* [TEKS PILIHAN]
■ ■ ■ ■ ■

Mau Lihat/Isi/Edit Logbook Program Kerja Pengurus DKKC ? >
DEWAN KEBUDAYAAN KOTA CIMAHI
PERIODE 2023-2026
PENDAHULUAN
Melestarikan, memelihara dan mengembangkan kebudayaan bukan semata-mata tugas pemerintah. Peranan masyarakat sudah selayaknya dilibatkan sejak tahap perencanaan, tahap pelaksanaan hingga tahap penilaian. Pemerintah dan masyarakat perlu berjalan seiring dan saling melengkapi sehingga kebudayaan betul-betul dapat diperlakukan sebagaimana yang menjadi kebutuhan kalangan pegiat kebudayaan, pekerja seni dan seluruh pihak yang terkait dengan kebudayaan, bahkan juga masyarakat penikmat kebudayaan. Oleh karenanya pemerintah perlu didampingi suatu lembaga yang bertindak sebagai pemikir dan konseptor strategi kebijakan dalam pembinaan dan pengembangan kebudayaan, di luar institusi yang berada dalam hirarki pemerintah.
Mengacu pada undang-undang di Negara Republik Indonesia yang berhubungan dengan upaya-upaya pelestarian kebudayaan yang mendorong perlu adanya suatu organisasi atau lembaga yang fokus menangani hal ini, agar lebih relevan dan atas dasar landasan itulah berdasarkan Musyawarah Luar Biasa Penggiat kebudayaan di Kota Cimahi pada tahun 2015 bersepakat melakukan penyesuaian dan pembenahan organisasi / Wadah Dewan Kesenian di Kota Cimahi dengan membubarkan DKKC Dewan Kesenian Cimahi (disingkat DKC) dan membentuk organisasi pengganti sebagai wadah perwakilan para pegiat kebudayaan di Kota Cimahi dengan nama DKKC Dewan Seni Budaya Kota Cimahi (DSBKC).
DSBKC adalah organisasi yang dibentuk oleh masyarakat penggiat kebudayaan di Kota Cimahi. DSBKC merupakan tempat berkumpulnya perwakilan dari lembaga, organisasi, wadah, forum, himpunan, komunitas, kelompok, paguyuban, padepokan, paguron, sanggar maupun individu para pelaku, maecenas, pecinta, pengamat dan penikmat produk kebudayaan terutama kesenian dan unsur-unsur budaya lainnya di Kota Cimahi. DSBKC sebagai mitra strategis dan mitra utama Pemerintah Kota Cimahi dalam pemajuan kebudayaan. Penetapan kepengurusan DSBKC melalui Surat Keputusan Walikota Cimahi. sehingga DSBKC memiliki keutamaan yang menjadi pembeda dari organisasi lain dalam bidang sejenis.

■ ■ ■ ■ ■

Data pelabelan koordinat:
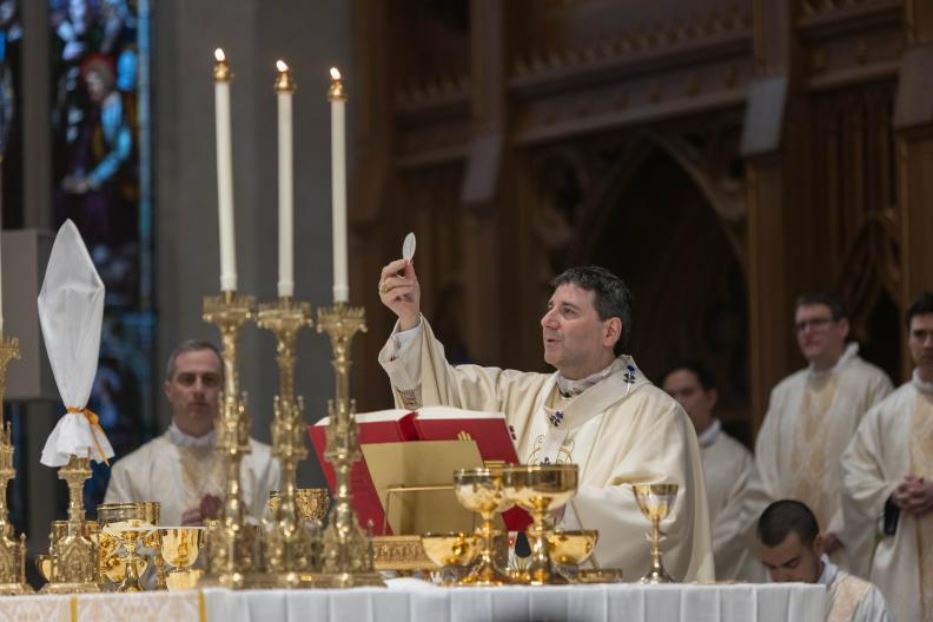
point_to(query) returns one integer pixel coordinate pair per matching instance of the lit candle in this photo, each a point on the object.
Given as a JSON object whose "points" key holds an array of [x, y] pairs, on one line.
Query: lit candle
{"points": [[338, 98], [285, 86], [222, 77]]}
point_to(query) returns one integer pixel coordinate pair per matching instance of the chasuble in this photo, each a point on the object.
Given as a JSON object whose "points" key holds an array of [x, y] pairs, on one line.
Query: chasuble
{"points": [[729, 468], [621, 431], [895, 440], [811, 418], [177, 471]]}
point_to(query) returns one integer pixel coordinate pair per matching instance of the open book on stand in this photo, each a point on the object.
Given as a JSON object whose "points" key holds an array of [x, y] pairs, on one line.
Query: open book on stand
{"points": [[494, 444]]}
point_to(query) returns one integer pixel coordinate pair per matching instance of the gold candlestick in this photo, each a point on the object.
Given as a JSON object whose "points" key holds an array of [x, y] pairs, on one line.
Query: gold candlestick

■ ■ ■ ■ ■

* [DAFTAR TUGAS]
a - Cetak bagian teks tentang Dewan Kebudayaan Kota Cimahi mulai dari "DSBKC adalah organisasi" sampai dengan "dalam bidang sejenis.".
b - Ringkas paragraf dalam teks tentang Dewan Kebudayaan Kota Cimahi yang diawali "DSBKC adalah organisasi" menjadi daftar butir tanpa menghilangkan fakta utamanya.

* [JAWABAN TUGAS]
a -
DSBKC adalah organisasi yang dibentuk oleh masyarakat penggiat kebudayaan di Kota Cimahi. DSBKC merupakan tempat berkumpulnya perwakilan dari lembaga, organisasi, wadah, forum, himpunan, komunitas, kelompok, paguyuban, padepokan, paguron, sanggar maupun individu para pelaku, maecenas, pecinta, pengamat dan penikmat produk kebudayaan terutama kesenian dan unsur-unsur budaya lainnya di Kota Cimahi. DSBKC sebagai mitra strategis dan mitra utama Pemerintah Kota Cimahi dalam pemajuan kebudayaan. Penetapan kepengurusan DSBKC melalui Surat Keputusan Walikota Cimahi. sehingga DSBKC memiliki keutamaan yang menjadi pembeda dari organisasi lain dalam bidang sejenis.

b -
- DSBKC dibentuk oleh masyarakat penggiat kebudayaan di Kota Cimahi.
- DSBKC menjadi tempat berkumpulnya perwakilan berbagai lembaga, organisasi, komunitas, paguyuban, sanggar, dan kelompok sejenis. Di dalamnya juga berkumpul individu pelaku, maecenas, pecinta, pengamat, dan penikmat produk kebudayaan di Kota Cimahi, terutama kesenian.
- DSBKC berperan sebagai mitra strategis dan mitra utama Pemerintah Kota Cimahi dalam pemajuan kebudayaan.
- Kepengurusan DSBKC ditetapkan melalui Surat Keputusan Walikota Cimahi. Penetapan ini memberinya keutamaan yang membedakannya dari organisasi lain di bidang sejenis.